TASK MATERIAL ::
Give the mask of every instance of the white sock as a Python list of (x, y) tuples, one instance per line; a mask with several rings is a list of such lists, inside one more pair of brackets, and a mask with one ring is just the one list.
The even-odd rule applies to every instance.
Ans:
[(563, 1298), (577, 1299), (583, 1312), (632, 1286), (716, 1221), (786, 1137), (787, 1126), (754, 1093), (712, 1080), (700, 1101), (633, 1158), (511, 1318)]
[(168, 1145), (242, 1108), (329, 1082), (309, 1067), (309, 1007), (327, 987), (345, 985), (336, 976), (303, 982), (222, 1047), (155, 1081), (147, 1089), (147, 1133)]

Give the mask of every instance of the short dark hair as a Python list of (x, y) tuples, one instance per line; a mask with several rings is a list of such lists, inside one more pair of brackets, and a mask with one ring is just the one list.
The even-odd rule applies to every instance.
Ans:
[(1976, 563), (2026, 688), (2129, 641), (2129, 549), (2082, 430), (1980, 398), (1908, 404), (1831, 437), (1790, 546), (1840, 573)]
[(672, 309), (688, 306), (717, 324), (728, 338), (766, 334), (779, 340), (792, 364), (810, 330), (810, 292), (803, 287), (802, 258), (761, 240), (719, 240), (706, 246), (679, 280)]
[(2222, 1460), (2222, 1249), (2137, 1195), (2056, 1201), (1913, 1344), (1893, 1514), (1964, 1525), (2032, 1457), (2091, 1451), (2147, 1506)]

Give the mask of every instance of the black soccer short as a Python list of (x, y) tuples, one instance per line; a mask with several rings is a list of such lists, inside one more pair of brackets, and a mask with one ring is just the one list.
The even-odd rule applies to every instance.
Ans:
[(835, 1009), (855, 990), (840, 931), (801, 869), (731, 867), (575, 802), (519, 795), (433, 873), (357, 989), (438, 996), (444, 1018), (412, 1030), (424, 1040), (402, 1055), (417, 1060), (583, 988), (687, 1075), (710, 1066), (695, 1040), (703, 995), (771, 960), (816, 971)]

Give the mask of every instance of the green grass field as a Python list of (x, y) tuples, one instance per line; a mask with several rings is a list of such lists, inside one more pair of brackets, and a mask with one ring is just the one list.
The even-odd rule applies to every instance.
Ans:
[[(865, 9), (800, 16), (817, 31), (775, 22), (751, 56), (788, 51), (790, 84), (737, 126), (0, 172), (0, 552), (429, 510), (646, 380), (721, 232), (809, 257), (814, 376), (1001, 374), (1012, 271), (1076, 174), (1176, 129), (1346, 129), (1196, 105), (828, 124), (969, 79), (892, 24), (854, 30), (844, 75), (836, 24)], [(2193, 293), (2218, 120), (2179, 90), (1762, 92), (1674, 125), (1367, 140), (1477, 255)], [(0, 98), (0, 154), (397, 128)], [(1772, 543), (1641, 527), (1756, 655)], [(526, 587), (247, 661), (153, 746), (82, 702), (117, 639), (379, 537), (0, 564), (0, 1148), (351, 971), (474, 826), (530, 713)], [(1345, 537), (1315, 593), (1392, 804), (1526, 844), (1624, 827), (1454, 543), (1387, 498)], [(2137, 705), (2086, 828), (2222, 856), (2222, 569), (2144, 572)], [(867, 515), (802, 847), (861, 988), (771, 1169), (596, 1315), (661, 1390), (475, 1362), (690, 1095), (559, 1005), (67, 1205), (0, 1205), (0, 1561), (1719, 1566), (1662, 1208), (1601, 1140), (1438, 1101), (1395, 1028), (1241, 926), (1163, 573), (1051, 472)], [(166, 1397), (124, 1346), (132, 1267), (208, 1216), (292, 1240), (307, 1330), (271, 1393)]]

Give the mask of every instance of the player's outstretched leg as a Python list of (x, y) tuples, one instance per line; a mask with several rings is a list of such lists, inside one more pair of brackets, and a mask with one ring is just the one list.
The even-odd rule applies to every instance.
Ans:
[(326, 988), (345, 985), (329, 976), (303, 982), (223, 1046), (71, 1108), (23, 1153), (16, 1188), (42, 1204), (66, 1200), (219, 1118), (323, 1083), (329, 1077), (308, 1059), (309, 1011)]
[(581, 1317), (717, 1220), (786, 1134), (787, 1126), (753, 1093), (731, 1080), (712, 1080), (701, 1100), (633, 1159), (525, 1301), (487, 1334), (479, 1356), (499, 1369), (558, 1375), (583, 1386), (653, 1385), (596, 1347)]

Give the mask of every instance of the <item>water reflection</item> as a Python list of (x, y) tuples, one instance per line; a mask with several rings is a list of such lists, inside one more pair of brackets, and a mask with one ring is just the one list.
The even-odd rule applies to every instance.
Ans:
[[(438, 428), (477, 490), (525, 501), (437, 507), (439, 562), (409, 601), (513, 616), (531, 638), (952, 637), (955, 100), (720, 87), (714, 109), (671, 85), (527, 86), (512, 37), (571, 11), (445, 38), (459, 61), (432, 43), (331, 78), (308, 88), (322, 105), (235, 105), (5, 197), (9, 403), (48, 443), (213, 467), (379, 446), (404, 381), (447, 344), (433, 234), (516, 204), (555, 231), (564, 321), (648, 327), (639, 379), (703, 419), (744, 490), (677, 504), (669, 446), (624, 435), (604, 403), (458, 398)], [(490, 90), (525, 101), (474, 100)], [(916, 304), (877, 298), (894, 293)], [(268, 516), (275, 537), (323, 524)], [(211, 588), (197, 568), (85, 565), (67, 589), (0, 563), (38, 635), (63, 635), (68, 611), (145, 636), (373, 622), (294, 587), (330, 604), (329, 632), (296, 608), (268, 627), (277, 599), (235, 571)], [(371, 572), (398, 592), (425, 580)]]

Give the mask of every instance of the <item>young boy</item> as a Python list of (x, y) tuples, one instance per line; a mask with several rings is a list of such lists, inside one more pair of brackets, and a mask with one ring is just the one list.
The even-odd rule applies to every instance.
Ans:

TASK DESCRIPTION :: Return only the number of lines in the data that contain "item".

EXERCISE OUTPUT :: 2